— begin EXTRACT PROVIDED —
REPUBLIC BANK’S announcement this month of a slash in the US-dollar spending limit on its customers’ credit cards was, from a certain vantage point, expected, given the longstanding issues concerning foreign exchange in this country.

However, the short notice given – the measure took effect less than a week after its announcement – coupled with the substantial 50 per cent reduction, went some way to provoking speculation that the move was forced by some unseen development.

Customers of the country’s largest bank, including those who were travelling as well as businesses, would have undoubtedly appreciated greater forewarning.

Even the Finance Ministry appeared to have been caught off guard, issuing a media release saying Finance Minister Colm Imbert had not issued any instructions, did not normally get involved in the day-to-day affairs of the bank, and had, following decades of practice, delegated foreign-exchange matters to the Central Bank and commercial banks.

However, the ministry expressed the expectation that going forward, there would be consultation.

Since April 1993, this country has operated under what is ostensibly a floating exchange rate regime, a free-market system in which the value of the TT dollar appreciates or depreciates in response to changes in supply and demand.
— end EXTRACT PROVIDED —
** TASK DESCRIPTION **
Reproduce the portion of the passage on Republic Bank's US-dollar spending limit that opens with the words "Customers of the" and closes with the words "and commercial banks.". Rely solely on the text above and draw on no other source.
— begin ITEMS —
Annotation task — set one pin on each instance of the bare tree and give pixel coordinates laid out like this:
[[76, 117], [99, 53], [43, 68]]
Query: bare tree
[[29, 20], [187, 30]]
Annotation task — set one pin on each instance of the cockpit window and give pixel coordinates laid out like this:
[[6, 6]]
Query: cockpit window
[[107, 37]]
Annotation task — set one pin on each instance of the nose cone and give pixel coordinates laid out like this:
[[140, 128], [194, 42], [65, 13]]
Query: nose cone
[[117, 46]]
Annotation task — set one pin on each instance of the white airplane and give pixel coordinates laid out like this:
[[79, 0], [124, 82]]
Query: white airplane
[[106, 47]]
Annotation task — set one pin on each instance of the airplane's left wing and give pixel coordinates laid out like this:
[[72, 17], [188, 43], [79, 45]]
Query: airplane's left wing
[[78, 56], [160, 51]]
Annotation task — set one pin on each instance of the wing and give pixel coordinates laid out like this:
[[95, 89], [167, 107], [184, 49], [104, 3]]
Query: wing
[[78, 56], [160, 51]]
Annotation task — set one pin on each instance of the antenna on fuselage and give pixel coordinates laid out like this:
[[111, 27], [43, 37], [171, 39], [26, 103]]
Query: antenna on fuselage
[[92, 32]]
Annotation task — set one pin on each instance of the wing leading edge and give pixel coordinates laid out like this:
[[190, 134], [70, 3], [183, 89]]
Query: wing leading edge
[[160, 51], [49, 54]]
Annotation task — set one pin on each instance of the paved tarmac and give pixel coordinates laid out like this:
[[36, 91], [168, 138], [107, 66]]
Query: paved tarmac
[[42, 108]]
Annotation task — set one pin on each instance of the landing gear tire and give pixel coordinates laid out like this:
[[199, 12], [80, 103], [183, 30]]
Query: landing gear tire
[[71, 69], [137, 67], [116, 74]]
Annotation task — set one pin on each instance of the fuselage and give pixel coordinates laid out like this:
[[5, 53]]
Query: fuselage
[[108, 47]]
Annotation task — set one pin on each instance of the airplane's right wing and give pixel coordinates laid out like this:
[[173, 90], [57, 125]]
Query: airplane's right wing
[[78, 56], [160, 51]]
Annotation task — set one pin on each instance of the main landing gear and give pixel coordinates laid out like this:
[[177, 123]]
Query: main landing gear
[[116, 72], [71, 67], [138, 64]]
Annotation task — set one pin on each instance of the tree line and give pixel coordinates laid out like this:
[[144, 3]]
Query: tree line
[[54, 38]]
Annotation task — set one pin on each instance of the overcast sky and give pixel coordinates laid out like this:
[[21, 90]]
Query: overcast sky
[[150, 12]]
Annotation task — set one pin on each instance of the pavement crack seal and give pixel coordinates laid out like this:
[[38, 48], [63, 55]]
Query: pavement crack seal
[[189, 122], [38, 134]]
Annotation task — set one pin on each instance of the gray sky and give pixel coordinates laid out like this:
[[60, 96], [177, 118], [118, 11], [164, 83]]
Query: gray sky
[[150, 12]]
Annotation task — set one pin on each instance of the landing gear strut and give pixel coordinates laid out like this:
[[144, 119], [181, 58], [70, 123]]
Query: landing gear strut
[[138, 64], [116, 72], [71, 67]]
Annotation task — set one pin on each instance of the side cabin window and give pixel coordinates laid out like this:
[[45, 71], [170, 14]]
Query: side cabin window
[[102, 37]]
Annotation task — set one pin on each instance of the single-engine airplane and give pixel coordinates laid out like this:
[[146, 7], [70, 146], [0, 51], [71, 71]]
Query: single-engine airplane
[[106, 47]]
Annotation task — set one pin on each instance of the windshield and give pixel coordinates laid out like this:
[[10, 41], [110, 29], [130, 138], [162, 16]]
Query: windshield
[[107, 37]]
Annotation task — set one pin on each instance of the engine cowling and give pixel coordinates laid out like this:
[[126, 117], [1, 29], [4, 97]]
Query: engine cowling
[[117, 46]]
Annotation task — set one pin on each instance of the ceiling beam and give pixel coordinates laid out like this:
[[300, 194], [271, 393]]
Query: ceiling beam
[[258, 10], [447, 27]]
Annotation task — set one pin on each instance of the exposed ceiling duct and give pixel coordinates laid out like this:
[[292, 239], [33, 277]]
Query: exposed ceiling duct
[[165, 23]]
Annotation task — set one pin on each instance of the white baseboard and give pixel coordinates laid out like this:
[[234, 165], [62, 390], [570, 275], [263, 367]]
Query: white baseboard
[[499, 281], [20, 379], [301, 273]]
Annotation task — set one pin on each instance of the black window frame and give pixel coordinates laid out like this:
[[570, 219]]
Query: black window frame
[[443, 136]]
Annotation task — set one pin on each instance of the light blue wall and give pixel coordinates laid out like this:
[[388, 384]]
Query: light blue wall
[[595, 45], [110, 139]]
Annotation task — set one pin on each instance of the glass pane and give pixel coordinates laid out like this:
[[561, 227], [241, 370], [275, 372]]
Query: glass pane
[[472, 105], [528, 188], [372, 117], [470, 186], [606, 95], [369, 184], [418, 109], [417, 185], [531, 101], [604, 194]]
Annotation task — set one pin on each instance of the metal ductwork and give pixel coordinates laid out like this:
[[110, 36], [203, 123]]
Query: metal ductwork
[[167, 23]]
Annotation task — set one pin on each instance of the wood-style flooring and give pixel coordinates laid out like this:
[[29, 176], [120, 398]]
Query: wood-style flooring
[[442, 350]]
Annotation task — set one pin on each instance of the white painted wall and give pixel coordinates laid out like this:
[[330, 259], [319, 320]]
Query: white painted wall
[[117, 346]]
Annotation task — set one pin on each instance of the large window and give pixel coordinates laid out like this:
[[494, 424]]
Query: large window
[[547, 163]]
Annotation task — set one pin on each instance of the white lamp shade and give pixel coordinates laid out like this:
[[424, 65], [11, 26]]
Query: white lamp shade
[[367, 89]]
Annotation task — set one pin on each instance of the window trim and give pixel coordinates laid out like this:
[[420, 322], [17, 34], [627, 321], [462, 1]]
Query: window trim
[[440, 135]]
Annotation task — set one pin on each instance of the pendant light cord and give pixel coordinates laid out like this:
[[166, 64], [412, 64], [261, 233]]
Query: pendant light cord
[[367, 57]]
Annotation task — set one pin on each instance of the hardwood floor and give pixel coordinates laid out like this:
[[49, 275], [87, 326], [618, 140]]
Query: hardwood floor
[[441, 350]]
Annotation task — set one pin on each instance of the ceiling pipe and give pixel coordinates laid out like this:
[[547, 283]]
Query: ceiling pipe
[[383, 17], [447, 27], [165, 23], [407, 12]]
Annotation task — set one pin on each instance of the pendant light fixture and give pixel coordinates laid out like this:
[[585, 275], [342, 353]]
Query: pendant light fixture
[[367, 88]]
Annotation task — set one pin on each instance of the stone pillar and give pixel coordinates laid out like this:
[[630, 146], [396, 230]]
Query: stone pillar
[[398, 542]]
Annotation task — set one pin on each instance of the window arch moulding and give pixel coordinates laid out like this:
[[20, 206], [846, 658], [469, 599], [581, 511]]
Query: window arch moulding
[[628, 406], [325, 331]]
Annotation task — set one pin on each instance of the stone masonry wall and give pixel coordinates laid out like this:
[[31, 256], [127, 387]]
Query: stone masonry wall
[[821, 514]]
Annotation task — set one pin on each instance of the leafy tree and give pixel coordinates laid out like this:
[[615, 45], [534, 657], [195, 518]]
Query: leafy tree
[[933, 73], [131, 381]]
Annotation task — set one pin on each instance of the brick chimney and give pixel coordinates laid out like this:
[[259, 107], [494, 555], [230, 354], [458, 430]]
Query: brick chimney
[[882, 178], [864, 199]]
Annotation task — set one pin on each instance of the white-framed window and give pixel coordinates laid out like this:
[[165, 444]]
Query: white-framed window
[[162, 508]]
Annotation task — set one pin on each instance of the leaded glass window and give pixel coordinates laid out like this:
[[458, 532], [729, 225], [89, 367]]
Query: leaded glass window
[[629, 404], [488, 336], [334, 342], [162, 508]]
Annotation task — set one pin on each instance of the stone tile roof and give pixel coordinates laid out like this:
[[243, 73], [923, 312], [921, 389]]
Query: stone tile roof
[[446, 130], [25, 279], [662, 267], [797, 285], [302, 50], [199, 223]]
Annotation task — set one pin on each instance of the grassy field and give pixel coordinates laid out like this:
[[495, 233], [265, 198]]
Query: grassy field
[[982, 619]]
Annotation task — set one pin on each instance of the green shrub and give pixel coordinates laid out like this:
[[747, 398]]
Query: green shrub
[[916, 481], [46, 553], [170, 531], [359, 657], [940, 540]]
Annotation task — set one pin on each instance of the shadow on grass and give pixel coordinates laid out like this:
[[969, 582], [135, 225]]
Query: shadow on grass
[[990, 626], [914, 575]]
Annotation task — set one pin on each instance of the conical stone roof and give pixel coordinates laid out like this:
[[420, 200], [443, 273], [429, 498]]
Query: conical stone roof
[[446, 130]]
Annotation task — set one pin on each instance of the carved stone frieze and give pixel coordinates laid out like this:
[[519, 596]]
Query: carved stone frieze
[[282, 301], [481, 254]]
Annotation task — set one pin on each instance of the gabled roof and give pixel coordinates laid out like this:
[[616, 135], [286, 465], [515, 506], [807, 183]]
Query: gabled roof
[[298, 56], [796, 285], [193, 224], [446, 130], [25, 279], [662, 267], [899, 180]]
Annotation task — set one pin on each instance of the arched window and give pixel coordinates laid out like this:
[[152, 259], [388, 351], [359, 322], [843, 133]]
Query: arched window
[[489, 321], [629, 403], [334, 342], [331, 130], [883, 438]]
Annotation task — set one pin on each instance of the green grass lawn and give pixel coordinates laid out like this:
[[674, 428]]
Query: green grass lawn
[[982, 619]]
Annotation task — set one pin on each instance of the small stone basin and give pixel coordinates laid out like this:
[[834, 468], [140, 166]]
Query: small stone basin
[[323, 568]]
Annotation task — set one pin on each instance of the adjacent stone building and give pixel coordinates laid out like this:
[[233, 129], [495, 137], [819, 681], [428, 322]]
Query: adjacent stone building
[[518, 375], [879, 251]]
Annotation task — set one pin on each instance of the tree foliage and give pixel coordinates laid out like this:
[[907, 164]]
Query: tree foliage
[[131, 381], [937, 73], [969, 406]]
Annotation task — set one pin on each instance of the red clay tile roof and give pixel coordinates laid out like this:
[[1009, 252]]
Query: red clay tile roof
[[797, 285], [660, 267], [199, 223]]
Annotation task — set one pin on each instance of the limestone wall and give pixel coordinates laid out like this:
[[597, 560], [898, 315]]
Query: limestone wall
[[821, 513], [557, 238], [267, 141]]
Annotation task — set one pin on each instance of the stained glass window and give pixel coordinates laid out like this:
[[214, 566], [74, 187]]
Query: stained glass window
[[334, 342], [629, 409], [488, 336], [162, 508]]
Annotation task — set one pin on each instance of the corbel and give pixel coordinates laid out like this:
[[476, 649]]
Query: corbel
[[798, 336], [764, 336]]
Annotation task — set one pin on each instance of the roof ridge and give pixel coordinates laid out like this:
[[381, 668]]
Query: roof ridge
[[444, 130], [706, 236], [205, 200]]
— end ITEMS —
** ANSWER TO THIS EXERCISE **
Customers of the country’s largest bank, including those who were travelling as well as businesses, would have undoubtedly appreciated greater forewarning.

Even the Finance Ministry appeared to have been caught off guard, issuing a media release saying Finance Minister Colm Imbert had not issued any instructions, did not normally get involved in the day-to-day affairs of the bank, and had, following decades of practice, delegated foreign-exchange matters to the Central Bank and commercial banks.